* SELECTION *
-- Begin --

I preach without notes so that I can communicate rather than read.  I don’t memorize my text; I learn the text.  I write out the Biblical texts every week at least twice.  I read the New Testament passages in Greek, as best I can with lots of study helps.  I make mind maps and plans.  I have multiple examples, and most of them are extras.

After studying, I try to discern what God is saying in the texts, in my community, and in me.  I write out the sermon in a kind of outline form, which looks more like ugly word art than a manuscript or even an outline.  Then I write it out again.  And almost always a third time.  Then I look for the central single statement I can boil it down to.

Then I take that statement and look for an analogy or story or picture that will precisely draw that statement in people’s minds.  People should go home with an image, a picture, a story, and most importantly a greater understanding God and the Bible.

Don’t draw out every conclusion.  Trust your people to think and pray and mull.  Leave open what is open.  I want my people to think and pray and mull, so I leave things in every sermon undone, un-concluded, un-finished.  End strongly.  Make A point.  But don’t make every point.

The people you are talking to are the living, breathing, walking, working, singing, dancing Children of God, heirs of the Rule of God, the royal priesthood and keepers of mysteries.  Don’t talk down to your congregation! Ever.  You are not that holy.  You are a butler, a servant to these holy people.  Honor them, and they will listen to you.  You can be direct, honest, even mean without treating someone as less than you.

 

The example.  This last Sunday was these four texts:  LECTIONARY.  The final sermon at 8 was this one: SERMON.

The prep included several pages of notes.  Here are two examples.

-- End --

* MATERIAL *
-- Begin --

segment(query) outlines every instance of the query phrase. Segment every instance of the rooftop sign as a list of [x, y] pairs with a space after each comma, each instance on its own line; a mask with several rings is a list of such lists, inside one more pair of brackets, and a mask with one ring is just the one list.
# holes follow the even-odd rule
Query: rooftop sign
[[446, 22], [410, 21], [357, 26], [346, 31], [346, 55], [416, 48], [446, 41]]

-- End --

* GIVEN PROBLEM *
Reproduce the passage on preaching without notes between "After studying, I" and "make every point.", inclusive.

* OUTPUT *
After studying, I try to discern what God is saying in the texts, in my community, and in me.  I write out the sermon in a kind of outline form, which looks more like ugly word art than a manuscript or even an outline.  Then I write it out again.  And almost always a third time.  Then I look for the central single statement I can boil it down to.

Then I take that statement and look for an analogy or story or picture that will precisely draw that statement in people’s minds.  People should go home with an image, a picture, a story, and most importantly a greater understanding God and the Bible.

Don’t draw out every conclusion.  Trust your people to think and pray and mull.  Leave open what is open.  I want my people to think and pray and mull, so I leave things in every sermon undone, un-concluded, un-finished.  End strongly.  Make A point.  But don’t make every point.